» **TASK GOAL**
Scan the records below. List lines holding "left".

=====

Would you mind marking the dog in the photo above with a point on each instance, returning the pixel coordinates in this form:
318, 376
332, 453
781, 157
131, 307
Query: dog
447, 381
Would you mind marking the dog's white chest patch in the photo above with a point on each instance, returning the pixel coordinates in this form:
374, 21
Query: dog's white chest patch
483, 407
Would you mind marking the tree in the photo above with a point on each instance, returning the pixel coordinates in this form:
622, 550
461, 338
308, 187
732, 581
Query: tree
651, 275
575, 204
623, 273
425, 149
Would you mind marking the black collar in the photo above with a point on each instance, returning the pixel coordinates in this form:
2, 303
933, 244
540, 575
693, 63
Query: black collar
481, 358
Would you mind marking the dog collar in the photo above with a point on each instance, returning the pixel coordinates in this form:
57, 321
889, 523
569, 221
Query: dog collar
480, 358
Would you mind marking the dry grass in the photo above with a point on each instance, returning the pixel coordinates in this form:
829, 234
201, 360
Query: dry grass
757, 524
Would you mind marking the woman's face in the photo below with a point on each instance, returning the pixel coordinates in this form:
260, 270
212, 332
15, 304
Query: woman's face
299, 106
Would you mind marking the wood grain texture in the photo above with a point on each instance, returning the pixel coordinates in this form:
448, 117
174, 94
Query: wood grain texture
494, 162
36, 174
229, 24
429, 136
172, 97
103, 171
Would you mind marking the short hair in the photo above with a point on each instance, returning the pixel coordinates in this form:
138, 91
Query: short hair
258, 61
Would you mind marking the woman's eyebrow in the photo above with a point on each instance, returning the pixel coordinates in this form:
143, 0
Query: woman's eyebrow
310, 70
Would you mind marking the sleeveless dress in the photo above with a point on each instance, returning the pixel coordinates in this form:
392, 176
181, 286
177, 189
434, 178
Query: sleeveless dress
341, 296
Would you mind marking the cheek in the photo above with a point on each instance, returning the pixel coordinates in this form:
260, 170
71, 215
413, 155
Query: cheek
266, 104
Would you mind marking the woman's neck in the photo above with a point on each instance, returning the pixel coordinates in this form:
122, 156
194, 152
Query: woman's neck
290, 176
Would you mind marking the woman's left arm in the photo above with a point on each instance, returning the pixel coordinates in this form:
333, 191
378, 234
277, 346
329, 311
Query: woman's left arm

=====

» **ANSWER SPACE**
Would you mind marking the woman's left arm in the photo above with a point on each instance, returning the pixel coordinates in this form:
Query: woman's left arm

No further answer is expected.